--- TEXT EXTRACT ---

Access time series#

Access existing data#

You can access any data for which you have the TimeSeriesId (and authorization). It is possible to query aggregated data directly, e.g. you can query 1 minute average values for a specified period. The finest available aggregation period is “tick” (100 nanoseconds).

# set up
import datareservoirio as drio
import numpy as np
import pandas as pd

auth = drio.Authenticator()
# Follow instructions to authenticate

client = drio.Client(auth)

# Get timeseries data resampled to 15 minutes average for selected period
timeseries = client.get_samples_aggregate(series_id,
                        start='2024-01-01', end='2024-01-02',
                        aggregation_period='15m',
                        aggregation_function='mean')

# Get all data for selected time period
timeseries = client.get_samples_aggregate(series_id,
                        start='2024-01-01', end='2024-01-02',
                        aggregation_period='tick',
                        aggregation_function='mean')

--- WORK TO COMPLETE ---
1. Name every keyword argument passed to client.get_samples_aggregate in the time series access guide.
2. Render this sentence from the time series access guide in German: "You can access any data for which you have the TimeSeriesId (and authorization)."
3. Carry the time series access guide forward from its last line.

(Excerpts of pointing data)

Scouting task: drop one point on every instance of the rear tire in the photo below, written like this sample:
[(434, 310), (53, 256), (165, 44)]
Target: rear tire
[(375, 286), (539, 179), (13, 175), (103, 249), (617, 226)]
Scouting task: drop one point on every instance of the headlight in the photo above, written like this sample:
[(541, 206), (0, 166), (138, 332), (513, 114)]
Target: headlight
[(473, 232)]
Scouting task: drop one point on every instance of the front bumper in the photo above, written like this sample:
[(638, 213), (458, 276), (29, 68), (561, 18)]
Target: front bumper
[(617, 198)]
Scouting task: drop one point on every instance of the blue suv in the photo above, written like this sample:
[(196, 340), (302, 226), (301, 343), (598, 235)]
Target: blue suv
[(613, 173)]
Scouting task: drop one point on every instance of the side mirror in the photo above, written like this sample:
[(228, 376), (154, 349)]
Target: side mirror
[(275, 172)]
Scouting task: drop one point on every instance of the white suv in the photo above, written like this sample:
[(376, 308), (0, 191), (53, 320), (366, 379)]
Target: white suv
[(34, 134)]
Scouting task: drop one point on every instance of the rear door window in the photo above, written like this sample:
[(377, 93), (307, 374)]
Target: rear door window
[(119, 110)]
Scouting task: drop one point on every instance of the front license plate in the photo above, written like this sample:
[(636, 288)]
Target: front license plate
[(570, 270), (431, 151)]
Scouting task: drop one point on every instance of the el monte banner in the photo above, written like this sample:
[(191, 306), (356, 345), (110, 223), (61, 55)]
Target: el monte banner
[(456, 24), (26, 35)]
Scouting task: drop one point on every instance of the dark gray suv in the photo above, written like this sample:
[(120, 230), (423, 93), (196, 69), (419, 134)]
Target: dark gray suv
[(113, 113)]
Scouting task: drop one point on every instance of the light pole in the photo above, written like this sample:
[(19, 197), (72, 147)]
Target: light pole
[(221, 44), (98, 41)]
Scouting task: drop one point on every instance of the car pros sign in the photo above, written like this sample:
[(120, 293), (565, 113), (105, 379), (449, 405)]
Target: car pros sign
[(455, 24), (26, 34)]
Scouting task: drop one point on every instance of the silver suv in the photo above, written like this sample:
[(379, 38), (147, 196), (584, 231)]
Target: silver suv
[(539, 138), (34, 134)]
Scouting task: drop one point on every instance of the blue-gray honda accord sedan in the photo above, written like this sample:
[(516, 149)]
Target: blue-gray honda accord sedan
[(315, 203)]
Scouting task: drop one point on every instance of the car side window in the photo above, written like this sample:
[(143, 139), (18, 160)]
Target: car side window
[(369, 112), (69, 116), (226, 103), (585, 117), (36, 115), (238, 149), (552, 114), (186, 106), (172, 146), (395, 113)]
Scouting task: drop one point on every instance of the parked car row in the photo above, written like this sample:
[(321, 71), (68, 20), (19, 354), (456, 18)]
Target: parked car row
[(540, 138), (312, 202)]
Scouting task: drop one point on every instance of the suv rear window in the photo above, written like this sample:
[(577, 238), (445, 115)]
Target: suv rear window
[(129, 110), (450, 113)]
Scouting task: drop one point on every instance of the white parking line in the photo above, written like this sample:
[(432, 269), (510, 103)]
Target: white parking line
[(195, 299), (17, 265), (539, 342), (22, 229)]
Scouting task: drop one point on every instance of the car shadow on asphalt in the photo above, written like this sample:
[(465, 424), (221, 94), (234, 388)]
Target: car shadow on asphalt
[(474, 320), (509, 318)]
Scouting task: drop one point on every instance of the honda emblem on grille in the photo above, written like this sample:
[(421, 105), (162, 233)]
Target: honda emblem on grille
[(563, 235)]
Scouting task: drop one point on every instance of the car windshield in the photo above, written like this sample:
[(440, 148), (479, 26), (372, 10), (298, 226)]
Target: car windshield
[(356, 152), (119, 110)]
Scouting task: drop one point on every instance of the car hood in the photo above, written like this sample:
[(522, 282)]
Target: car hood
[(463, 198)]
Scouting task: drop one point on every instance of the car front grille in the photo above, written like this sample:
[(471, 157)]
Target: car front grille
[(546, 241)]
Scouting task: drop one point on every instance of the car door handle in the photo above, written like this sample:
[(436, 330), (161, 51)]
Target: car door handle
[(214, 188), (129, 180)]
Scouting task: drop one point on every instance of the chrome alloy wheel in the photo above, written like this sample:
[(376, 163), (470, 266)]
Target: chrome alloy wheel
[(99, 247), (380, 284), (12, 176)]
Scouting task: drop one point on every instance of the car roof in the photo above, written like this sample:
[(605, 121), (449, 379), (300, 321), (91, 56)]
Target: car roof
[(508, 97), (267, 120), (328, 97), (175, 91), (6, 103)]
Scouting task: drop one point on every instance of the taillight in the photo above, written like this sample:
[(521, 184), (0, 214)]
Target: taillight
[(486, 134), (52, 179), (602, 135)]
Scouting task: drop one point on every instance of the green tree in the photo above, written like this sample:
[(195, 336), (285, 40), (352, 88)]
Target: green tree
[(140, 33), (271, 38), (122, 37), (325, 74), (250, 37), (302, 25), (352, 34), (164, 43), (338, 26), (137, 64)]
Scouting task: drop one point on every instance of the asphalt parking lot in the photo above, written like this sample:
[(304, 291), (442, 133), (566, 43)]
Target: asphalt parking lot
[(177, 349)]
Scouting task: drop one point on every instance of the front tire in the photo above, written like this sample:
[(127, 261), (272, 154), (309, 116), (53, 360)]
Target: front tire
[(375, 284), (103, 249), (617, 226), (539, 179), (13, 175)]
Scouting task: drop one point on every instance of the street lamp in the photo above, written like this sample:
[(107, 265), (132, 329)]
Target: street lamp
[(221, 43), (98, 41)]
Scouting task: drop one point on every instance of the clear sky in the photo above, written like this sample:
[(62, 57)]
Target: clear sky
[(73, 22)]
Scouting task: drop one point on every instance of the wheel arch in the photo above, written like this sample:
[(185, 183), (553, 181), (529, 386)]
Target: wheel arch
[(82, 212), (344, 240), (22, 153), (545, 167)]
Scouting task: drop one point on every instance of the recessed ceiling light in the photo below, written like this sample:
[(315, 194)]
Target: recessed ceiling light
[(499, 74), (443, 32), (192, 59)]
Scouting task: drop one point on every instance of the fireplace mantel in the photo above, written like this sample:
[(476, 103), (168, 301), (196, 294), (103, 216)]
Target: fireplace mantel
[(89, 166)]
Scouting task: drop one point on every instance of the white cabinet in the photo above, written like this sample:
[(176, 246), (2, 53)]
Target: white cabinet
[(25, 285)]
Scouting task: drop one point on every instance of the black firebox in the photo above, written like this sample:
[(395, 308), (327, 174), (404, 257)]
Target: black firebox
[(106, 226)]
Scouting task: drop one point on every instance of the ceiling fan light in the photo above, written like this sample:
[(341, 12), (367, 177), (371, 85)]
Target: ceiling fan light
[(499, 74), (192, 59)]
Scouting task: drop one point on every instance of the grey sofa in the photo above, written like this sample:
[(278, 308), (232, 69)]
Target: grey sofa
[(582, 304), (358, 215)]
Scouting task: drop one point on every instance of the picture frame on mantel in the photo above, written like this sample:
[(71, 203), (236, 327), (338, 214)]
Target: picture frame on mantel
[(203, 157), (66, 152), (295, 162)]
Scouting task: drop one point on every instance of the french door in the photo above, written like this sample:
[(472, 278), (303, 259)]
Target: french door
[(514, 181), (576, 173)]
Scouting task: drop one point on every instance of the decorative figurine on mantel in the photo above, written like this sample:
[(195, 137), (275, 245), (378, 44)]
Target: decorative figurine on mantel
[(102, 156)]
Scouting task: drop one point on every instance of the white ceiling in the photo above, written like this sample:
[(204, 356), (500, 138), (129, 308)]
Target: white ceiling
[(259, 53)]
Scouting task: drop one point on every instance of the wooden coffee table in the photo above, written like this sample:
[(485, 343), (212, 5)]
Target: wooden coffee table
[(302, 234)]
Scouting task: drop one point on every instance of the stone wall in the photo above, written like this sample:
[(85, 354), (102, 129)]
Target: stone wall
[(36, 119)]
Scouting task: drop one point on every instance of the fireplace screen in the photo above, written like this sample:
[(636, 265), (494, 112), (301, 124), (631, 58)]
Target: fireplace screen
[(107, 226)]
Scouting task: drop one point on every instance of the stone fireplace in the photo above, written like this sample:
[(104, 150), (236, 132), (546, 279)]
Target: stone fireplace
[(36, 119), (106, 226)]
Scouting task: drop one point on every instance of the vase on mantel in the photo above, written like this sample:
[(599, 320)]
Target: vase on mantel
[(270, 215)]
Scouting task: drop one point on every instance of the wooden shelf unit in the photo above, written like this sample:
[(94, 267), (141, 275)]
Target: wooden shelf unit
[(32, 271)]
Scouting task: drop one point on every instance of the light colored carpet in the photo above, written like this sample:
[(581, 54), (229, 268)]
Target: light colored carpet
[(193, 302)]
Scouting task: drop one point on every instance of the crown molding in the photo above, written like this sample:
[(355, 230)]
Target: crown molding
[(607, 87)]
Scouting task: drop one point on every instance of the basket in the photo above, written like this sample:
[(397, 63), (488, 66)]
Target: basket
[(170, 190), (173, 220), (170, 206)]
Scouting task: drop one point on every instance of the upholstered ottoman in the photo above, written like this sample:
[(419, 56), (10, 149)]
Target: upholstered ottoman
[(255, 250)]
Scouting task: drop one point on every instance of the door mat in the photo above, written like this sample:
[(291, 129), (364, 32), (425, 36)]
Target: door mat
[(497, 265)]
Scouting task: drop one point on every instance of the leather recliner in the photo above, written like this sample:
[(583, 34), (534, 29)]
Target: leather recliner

--- THE RESULTS ---
1. start, end, aggregation_period, aggregation_function

2. Sie können auf alle Daten zugreifen, für die Sie die TimeSeriesId (und die Berechtigung) haben.

3.
Note

Client.get_samples_aggregate() returns a pandas.Series. The start, end, aggregation_period and aggregation_function parameters are required.

Important

Time series data is archived 90 days after the upload. To access archived data directly, you can use the Client.get() method, but the data can also be restored by contacting support.

Access archived data#

You can access time series data using the Client.get() method, as long as you have the TimeSeriesId (and authorization). Note that this method only returns the raw data, and does not support aggregation. Below is an example demonstrating how to access archived time series data. We strongly recommended to use the Client.get_samples_aggregate() as long as the data was uploaded within the last 90 days, or contact support to restore it.

# Get entire timeseries
timeseries = client.get(series_id)

# Get a slice of time series
timeseries = client.get(series_id, start='2018-01-01 12:00:00',
                        end='2018-01-02 06:00:00')

Warning

The time resolution of aggregated data is in ticks (1tick = 100 nanoseconds), while the time resolution of non-aggregated data is in nanoseconds. This may lead to discrepancies in data when comparing the two, and some datapoints might get lost when using aggregation to access data, in cases when there are multiple datapoints within the same 100 nanosecond range.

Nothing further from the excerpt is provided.